TASK OBJECTIVE: Working line by line, output the entries below exactly as they appear.

STUDY MATERIAL:
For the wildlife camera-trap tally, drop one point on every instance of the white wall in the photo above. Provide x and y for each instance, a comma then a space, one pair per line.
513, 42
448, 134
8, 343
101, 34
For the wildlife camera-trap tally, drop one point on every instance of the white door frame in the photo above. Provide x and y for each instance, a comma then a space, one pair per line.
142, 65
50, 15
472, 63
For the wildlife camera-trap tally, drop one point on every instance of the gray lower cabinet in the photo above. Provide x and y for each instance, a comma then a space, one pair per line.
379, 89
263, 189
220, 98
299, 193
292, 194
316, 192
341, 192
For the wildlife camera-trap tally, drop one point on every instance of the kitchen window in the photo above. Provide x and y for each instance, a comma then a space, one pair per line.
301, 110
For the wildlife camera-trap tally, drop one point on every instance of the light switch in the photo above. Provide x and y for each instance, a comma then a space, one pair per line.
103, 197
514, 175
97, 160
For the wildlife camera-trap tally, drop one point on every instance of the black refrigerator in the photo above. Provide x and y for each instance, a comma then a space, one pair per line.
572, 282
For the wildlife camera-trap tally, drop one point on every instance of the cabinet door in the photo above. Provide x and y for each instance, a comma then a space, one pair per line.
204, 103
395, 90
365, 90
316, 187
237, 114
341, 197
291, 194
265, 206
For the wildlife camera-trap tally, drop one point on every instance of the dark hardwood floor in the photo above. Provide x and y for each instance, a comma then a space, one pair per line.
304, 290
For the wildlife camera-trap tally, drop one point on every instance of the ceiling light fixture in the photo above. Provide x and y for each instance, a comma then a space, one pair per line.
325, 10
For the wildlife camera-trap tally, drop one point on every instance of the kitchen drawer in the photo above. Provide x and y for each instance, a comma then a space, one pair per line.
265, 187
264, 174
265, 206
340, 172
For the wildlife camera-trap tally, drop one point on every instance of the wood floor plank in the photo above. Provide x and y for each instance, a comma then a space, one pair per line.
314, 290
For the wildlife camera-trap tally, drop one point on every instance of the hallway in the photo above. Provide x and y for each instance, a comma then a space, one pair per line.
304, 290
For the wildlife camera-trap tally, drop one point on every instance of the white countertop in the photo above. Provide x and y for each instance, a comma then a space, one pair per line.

OUTPUT FOR THIS TASK:
For the wildlife camera-trap tally, drop one point on every instance of the white wall in the photo above. Provide x and y for each instance, a comma then a space, one pair per line.
513, 42
448, 134
8, 343
101, 34
For the wildlife camera-trap tally, drop one point on every instance of the white door frame in the photo above. Provide x and y for each instance, a comma then a space, one pair per line.
142, 65
50, 15
472, 63
For the wildlife camera-trap tally, drop one point on every instance of the gray lower cabinet in the photo above. Provide x and y for each instance, a comma then a space, one pair per line.
379, 89
263, 189
220, 98
299, 193
292, 194
316, 192
341, 192
For the wildlife camera-trap tally, drop one point on every instance of the kitchen window in the photo above. Provide x and y for each instance, a comma then a space, one pair per line.
301, 110
For the wildlife camera-trap tally, drop one point on every instance of the light switch in the photo above. Provide x and y for each instance, a comma then a space, one pair per line.
103, 197
514, 175
97, 160
For the wildlife camera-trap tally, drop one point on every instance of the black refrigerator in the photo above. Provide x and y for each instance, a comma then a space, one pair per line.
572, 282
For the wildlife camera-trap tally, drop one point on every instance of the cabinet door in the photo above. Provide x and y for each instance, a comma then a space, one pair per line.
204, 103
395, 90
365, 90
316, 187
237, 114
341, 197
291, 194
265, 206
For the wildlife camera-trap tally, drop one point on every instance of the dark hardwood floor in the photo above. Provide x and y for each instance, a comma then a space, one pair per line.
304, 290
For the wildlife camera-trap tally, drop one point on every instance of the ceiling light fixture in the photo above. Provide x and y for each instance, a comma then a space, one pair per line.
325, 10
For the wildlife camera-trap tally, drop one point on every instance of the kitchen drawer in the photo above. Provide x and y for each instance, a comma then a space, one pair per line.
265, 187
264, 174
265, 206
340, 172
For the wildlife camera-trap tally, drop one point on every instance of the wood floor plank in the photo above. Provide x and y for each instance, a comma then a space, one pair per line.
314, 290
For the wildlife camera-trap tally, drop one point on every instance of the hallway in the photo above. Provide x and y for each instance, a comma then a space, one pair per line.
304, 290
For the wildlife camera-trap tally, drop one point on every instance of the white countertop in the photo above. Provide x and y for each instance, a comma then a space, one pair per line.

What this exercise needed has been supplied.